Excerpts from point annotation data
★ ★ ★ ★ ★ ★ ★

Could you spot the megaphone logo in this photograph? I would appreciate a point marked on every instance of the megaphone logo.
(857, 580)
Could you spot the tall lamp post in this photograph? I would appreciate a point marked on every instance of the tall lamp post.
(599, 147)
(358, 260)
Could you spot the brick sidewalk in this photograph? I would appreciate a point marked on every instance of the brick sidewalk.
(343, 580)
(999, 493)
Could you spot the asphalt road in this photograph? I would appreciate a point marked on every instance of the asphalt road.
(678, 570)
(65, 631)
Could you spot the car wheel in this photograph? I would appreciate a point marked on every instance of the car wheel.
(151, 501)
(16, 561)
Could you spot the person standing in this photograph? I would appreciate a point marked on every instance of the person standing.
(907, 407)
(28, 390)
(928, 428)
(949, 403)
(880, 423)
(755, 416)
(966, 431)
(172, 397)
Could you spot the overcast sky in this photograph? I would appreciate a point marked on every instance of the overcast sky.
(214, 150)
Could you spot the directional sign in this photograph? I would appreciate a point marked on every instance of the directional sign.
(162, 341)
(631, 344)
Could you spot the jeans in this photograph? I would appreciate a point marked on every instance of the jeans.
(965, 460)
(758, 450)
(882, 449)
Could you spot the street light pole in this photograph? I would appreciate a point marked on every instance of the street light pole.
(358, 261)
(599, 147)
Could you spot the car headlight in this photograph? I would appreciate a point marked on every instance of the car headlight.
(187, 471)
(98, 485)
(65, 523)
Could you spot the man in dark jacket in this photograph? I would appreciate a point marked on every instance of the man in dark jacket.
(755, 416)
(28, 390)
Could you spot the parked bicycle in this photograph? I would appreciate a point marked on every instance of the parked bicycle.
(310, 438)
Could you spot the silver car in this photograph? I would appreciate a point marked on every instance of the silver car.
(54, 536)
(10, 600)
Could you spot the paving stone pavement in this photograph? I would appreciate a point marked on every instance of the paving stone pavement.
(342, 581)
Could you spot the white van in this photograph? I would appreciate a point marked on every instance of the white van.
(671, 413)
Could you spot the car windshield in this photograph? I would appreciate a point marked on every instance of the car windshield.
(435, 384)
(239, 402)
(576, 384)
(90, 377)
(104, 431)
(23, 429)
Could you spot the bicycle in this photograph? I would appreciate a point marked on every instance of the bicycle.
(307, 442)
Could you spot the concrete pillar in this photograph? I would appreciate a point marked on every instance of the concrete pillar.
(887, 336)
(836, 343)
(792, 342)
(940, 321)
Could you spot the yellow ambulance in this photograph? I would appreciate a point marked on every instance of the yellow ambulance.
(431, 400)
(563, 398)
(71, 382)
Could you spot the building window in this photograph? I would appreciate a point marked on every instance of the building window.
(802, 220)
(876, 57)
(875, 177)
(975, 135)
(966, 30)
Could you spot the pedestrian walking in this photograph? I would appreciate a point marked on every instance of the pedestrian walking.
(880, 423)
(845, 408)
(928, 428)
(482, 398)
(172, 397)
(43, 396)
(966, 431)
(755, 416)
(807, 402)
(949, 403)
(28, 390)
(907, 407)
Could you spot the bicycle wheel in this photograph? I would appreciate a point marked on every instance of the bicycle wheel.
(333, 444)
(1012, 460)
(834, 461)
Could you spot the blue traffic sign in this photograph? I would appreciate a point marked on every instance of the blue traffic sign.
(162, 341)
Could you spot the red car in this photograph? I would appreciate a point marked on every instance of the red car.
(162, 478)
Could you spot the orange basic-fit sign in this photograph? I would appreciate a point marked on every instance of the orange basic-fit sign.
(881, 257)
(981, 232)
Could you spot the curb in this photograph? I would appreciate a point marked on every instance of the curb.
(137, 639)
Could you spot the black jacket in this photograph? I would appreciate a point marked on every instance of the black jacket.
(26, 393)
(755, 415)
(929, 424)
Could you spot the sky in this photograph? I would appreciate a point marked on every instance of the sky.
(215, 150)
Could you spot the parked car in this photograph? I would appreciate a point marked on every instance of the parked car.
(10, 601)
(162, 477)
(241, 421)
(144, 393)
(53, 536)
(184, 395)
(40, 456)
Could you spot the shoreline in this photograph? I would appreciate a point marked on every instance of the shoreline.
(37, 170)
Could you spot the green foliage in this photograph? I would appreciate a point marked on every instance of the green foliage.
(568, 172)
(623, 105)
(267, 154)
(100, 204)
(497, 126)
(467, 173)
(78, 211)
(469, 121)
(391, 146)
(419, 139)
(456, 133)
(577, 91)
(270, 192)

★ ★ ★ ★ ★ ★ ★

*WHAT YOU NEED TO DO:*
Reproduce the complete set of lines precisely as supplied.

*CORRECT OUTPUT:*
Could you spot the megaphone logo in this photograph? I would appreciate a point marked on every instance of the megaphone logo.
(857, 580)
Could you spot the tall lamp post in this photograph? I would appreciate a point marked on every instance of the tall lamp post.
(599, 147)
(358, 260)
Could you spot the brick sidewalk in this photograph? I would appreciate a point marked on every instance of the brick sidewalk.
(343, 580)
(999, 493)
Could you spot the asphalt road in this photograph? I would appreciate a point marked on every instance of the asphalt road.
(678, 570)
(65, 631)
Could you spot the car wheel in this photograph? I would appreciate a point marked on every instance of the car wheel.
(151, 501)
(16, 561)
Could you spot the person standing in this photograph? I would appreciate a point marked on every instance of the person standing.
(907, 407)
(28, 390)
(928, 428)
(949, 403)
(880, 423)
(755, 416)
(966, 431)
(172, 397)
Could you spot the overcast sky in this photograph? I would appreciate a point marked on every instance of the overcast sky.
(214, 150)
Could you spot the directional sign in this photograph? I would appreciate a point marked on every instance of the directional sign.
(162, 341)
(631, 344)
Could you spot the jeans in this photograph? I would appreciate a point marked on every instance of the jeans.
(965, 460)
(758, 450)
(882, 449)
Could you spot the street light pole in this photograph? I would appreciate a point marked on every instance of the street light pole.
(358, 261)
(599, 147)
Could you spot the car headlight in this photograph? I would appreciate a point marked on every instance of the car headlight.
(187, 471)
(98, 485)
(65, 523)
Could you spot the man in dark jacket in this photograph? I would appreciate a point marked on every instance of the man in dark jacket.
(755, 416)
(28, 390)
Could you spot the parked bicycle in this photograph? I would appreciate a point marked on every instance of the parked bicycle.
(310, 438)
Could you spot the silver car in this photograph? I would appreciate a point marked on every instance of the silver car.
(54, 536)
(10, 600)
Could you spot the paving stone pavement in this photograph? I would appreciate a point marked on every instance of the paving stone pavement.
(342, 581)
Could you spot the white van in this photograph? I would appreciate a point marked on every instance of the white van.
(671, 413)
Could you spot the car windshield in this photograph? I would appreciate a point marked on every instance of the car windshield.
(435, 384)
(239, 402)
(576, 384)
(90, 377)
(104, 431)
(23, 429)
Could you spot the bicycle in this photograph? I would appreciate a point marked on every instance of the bicycle.
(307, 442)
Could you spot the concrete pillar in this photograph? I would appreciate a point marked on every instance of the concrete pillar.
(887, 336)
(836, 343)
(792, 342)
(940, 321)
Could you spot the yellow ambulance in this photograph? I would appreciate a point marked on every instance of the yellow ambulance.
(431, 400)
(563, 398)
(71, 382)
Could you spot the building window in this photograph? I would appreciate a point marked on every instance of the building window.
(802, 220)
(876, 57)
(875, 177)
(975, 135)
(966, 30)
Could you spot the pedestrian walking in this photograph? I would appreciate a point marked on every instance of the pedestrian walking.
(880, 423)
(845, 408)
(928, 428)
(482, 398)
(172, 397)
(43, 396)
(966, 431)
(755, 416)
(807, 402)
(949, 403)
(28, 390)
(907, 407)
Could you spot the bicycle wheel in this photograph? I would appreciate a point marked on every instance of the bicycle wheel.
(333, 444)
(1012, 460)
(834, 461)
Could you spot the blue traffic sign in this photograph? I would appreciate a point marked on every instance of the blue traffic sign.
(162, 341)
Could you spot the red car in this photograph? I would appreciate a point marked on every instance of the red car.
(162, 478)
Could you spot the orange basic-fit sign in this photograph? I would appreciate a point marked on every instance of the orange basic-fit sign.
(881, 257)
(981, 232)
Could you spot the curb in this photograph? I would appreciate a point marked on every instance of the curb.
(137, 639)
Could you spot the black jacket in this photograph? I would appreciate a point marked on every instance of the black jacket.
(26, 393)
(755, 415)
(929, 424)
Could you spot the sky in this photograph? I would appreciate a point marked on every instance of the sky.
(215, 150)
Could you spot the parked car in this photograph? I would appreciate a point marked on every instance of the parked car.
(10, 601)
(162, 477)
(241, 421)
(144, 393)
(53, 536)
(184, 395)
(40, 456)
Could you spot the shoreline in this photograph? I would appreciate a point marked on every instance of the shoreline.
(37, 170)
Could you spot the green foliage in this photograph? I would appreciate a point marked on every instance of the green foliage.
(568, 172)
(623, 105)
(267, 154)
(100, 204)
(497, 126)
(467, 173)
(78, 211)
(469, 121)
(391, 146)
(419, 139)
(456, 133)
(577, 91)
(270, 192)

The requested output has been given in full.